* Data to process

::::::

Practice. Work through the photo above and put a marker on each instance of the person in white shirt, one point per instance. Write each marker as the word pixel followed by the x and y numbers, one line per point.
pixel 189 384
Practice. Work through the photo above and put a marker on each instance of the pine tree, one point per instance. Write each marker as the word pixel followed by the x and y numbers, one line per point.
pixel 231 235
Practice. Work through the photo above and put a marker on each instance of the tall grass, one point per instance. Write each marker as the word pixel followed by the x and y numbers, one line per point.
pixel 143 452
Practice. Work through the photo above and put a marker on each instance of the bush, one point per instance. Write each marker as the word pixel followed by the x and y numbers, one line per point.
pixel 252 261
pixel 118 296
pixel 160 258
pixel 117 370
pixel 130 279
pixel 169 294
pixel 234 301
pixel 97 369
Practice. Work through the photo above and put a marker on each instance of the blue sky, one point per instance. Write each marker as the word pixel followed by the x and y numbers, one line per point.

::::::

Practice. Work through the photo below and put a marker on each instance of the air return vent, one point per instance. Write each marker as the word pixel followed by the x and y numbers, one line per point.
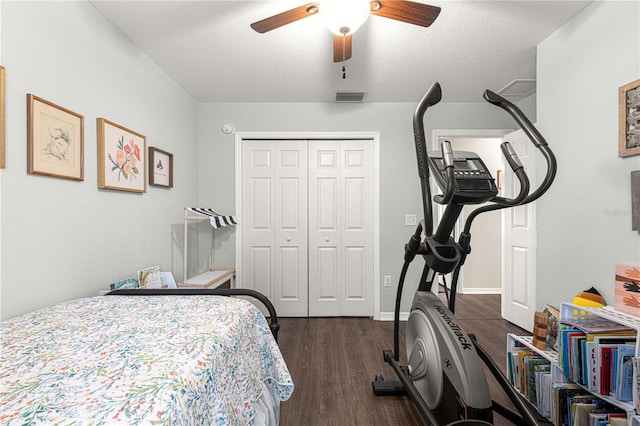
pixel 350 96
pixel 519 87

::::::

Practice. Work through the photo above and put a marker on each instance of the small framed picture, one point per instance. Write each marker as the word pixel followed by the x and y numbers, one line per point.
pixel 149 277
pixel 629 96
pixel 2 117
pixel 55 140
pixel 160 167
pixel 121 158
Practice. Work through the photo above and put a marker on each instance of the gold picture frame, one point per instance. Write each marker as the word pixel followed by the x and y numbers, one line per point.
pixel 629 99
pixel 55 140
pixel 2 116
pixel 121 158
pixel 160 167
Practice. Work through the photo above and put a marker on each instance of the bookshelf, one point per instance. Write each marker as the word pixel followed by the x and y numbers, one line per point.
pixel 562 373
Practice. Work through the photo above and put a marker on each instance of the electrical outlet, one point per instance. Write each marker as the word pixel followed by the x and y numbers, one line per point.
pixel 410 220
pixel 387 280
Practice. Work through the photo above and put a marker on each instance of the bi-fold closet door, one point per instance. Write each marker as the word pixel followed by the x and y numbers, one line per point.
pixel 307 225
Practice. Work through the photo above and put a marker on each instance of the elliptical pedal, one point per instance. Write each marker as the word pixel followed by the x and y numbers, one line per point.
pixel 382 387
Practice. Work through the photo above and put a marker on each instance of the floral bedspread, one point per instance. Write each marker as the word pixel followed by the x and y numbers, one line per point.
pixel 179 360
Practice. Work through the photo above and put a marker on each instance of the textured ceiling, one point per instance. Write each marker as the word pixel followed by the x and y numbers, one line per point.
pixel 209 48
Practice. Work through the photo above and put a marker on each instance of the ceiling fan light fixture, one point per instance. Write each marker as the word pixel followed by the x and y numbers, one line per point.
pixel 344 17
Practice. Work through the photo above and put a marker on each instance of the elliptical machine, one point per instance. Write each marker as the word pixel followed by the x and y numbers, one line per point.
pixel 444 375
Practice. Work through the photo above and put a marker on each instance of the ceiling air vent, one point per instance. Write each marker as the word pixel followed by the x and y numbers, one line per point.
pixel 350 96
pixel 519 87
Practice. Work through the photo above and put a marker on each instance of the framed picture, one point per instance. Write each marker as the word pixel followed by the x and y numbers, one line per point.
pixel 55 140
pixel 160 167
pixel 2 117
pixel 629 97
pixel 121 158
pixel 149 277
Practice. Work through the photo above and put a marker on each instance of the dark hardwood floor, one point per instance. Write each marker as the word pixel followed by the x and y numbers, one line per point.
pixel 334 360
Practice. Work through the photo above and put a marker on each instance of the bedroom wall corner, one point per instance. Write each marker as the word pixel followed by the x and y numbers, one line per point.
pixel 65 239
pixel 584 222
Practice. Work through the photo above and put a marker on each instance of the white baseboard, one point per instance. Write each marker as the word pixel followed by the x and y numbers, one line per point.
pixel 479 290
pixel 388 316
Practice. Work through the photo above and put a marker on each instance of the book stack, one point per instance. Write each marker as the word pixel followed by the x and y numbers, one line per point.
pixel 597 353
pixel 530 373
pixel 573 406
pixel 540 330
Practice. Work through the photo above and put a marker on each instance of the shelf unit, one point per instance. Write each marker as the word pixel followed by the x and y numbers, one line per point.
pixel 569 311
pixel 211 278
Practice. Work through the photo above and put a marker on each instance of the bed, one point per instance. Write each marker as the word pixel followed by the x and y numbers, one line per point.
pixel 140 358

::::::

Starting with the line that contains "the ceiling air" and stopping after the line that contains "pixel 334 360", turn those lines into a numbered list. Leave out any blank lines.

* Task solution
1. Practice. Work through the photo above and put a marker on each instance of the ceiling air vent, one point per instance. Write each marker as the word pixel followed by the x and y numbers, one line per point.
2. pixel 350 96
3. pixel 519 87
4. Practice. Work through the photo above and put a marker on each instance of the framed picture, one point per instance. Write each marker as the word pixel followed by the x and y numbers, one line per point.
5. pixel 55 140
6. pixel 160 167
7. pixel 2 117
8. pixel 629 97
9. pixel 121 158
10. pixel 149 277
11. Practice. Work through the photo above and put a marker on each instance of the dark hardwood floor, one point per instance. Write each marker as the word pixel followed by the x and y numbers, one line per point.
12. pixel 334 360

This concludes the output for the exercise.